(PROVIDED RECORDS)

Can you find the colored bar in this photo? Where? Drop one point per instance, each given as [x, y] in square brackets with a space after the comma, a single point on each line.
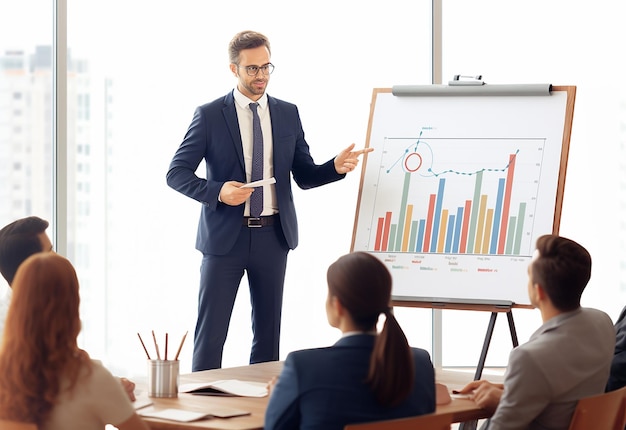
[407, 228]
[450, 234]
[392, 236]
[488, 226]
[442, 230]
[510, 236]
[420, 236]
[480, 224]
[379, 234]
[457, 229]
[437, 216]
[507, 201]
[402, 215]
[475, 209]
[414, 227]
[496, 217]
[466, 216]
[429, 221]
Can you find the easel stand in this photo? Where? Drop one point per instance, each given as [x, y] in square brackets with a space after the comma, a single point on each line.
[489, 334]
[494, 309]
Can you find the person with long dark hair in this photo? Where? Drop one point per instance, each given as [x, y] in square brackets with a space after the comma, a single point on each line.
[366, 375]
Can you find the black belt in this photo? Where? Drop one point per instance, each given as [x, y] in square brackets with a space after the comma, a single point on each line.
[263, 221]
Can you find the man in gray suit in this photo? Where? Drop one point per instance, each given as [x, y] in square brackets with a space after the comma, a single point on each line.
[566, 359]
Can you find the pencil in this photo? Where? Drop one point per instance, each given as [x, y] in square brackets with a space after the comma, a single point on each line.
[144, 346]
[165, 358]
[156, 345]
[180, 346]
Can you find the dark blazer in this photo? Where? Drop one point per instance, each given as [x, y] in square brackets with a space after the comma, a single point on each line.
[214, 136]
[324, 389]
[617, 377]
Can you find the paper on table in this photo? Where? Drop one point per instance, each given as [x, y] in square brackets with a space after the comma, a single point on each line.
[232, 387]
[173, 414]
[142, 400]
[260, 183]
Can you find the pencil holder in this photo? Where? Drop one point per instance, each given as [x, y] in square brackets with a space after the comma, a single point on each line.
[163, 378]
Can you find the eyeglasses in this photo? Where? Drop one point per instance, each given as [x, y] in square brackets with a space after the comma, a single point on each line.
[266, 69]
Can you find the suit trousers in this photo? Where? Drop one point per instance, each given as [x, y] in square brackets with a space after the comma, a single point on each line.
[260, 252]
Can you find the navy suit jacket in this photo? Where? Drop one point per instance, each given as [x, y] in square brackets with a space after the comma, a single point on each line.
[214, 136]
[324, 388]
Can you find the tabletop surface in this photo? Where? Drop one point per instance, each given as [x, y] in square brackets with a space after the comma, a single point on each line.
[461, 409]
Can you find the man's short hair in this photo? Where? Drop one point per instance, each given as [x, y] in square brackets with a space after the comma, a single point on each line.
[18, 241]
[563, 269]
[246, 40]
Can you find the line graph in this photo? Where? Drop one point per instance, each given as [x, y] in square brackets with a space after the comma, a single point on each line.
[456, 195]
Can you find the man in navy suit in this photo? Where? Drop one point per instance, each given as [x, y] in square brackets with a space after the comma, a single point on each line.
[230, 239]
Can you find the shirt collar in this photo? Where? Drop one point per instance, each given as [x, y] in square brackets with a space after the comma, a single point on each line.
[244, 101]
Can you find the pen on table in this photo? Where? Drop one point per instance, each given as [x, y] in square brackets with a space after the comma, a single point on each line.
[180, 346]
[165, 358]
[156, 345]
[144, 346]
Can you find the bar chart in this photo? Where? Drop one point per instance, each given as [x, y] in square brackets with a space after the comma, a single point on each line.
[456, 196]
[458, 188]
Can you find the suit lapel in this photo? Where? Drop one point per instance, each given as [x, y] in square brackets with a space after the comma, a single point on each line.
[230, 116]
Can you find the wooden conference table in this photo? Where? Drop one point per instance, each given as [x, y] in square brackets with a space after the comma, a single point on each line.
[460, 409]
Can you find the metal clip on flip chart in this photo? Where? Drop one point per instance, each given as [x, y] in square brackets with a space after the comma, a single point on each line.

(End PROVIDED RECORDS)
(PROVIDED RECORDS)

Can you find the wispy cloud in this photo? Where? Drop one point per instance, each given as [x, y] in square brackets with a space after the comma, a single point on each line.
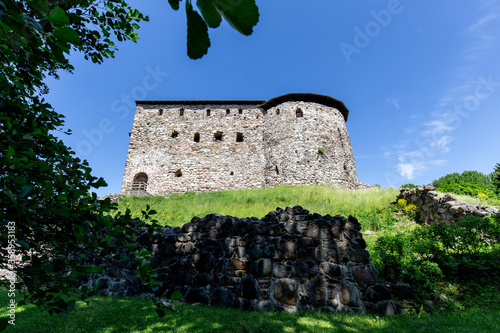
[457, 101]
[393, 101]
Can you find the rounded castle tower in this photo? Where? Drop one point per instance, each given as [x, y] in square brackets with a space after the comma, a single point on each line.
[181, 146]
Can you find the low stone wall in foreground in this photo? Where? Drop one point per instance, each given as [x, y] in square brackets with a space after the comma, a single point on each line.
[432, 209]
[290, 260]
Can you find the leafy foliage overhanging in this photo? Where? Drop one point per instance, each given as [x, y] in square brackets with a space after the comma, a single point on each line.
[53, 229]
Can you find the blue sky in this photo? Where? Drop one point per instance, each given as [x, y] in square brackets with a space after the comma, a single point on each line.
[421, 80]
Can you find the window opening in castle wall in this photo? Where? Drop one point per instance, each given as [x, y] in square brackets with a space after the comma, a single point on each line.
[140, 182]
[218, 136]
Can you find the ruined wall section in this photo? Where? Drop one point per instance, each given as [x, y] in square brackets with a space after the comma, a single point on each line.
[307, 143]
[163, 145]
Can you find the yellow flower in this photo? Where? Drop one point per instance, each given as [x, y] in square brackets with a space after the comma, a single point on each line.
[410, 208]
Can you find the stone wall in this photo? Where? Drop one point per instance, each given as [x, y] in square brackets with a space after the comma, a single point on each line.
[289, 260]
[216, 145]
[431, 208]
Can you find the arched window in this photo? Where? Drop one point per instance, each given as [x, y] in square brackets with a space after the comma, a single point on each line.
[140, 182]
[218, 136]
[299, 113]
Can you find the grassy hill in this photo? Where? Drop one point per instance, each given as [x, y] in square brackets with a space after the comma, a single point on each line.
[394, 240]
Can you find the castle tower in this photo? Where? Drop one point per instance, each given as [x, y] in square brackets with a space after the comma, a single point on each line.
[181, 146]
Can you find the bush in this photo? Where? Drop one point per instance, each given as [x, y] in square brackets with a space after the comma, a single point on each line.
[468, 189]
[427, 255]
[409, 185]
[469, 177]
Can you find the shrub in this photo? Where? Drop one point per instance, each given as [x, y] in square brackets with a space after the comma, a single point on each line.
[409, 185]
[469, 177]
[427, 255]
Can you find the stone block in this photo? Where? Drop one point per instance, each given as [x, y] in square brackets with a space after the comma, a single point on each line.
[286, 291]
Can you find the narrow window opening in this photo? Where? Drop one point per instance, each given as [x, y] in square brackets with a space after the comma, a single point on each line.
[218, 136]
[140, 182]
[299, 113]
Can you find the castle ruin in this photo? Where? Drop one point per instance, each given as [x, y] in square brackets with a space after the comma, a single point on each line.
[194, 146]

(End PROVIDED RECORDS)
(PROVIDED RECORDS)

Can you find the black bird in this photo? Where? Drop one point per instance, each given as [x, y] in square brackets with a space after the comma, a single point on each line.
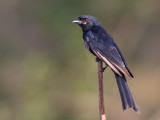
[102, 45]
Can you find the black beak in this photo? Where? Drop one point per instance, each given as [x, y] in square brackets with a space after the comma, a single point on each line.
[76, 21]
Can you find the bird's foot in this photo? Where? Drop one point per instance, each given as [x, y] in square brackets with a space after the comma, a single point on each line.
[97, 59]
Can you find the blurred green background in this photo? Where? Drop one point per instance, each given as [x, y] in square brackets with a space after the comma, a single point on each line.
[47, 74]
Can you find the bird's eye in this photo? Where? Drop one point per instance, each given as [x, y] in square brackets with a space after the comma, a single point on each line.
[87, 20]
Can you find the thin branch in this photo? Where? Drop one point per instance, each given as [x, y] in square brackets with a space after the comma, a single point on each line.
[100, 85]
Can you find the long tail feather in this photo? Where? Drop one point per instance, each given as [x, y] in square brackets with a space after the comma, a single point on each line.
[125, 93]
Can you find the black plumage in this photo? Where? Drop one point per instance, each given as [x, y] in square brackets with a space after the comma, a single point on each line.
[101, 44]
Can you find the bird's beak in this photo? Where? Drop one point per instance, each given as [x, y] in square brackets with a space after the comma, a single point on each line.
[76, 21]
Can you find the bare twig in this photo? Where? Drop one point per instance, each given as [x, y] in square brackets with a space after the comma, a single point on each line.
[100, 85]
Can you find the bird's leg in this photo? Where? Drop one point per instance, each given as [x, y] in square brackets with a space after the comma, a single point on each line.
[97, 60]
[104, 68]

(End PROVIDED RECORDS)

▸ TASK ITEM
Beginning at the line with "Can you find the wooden" and ending at the line with "Can you find the metal", reproduce each line of the data above exactly, and add no other lines.

▸ OUTPUT OF THE TASK
Can you find the wooden conference table in this photo? Where? Drop one point per instance, each given as [x, y] in square brackets with a space after the comma, a single point on each line.
[460, 409]
Can you find the metal clip on flip chart in this photo? Where? Drop one point per instance, each given as [x, y] in square brackets with a space after the comma, a single point on each line.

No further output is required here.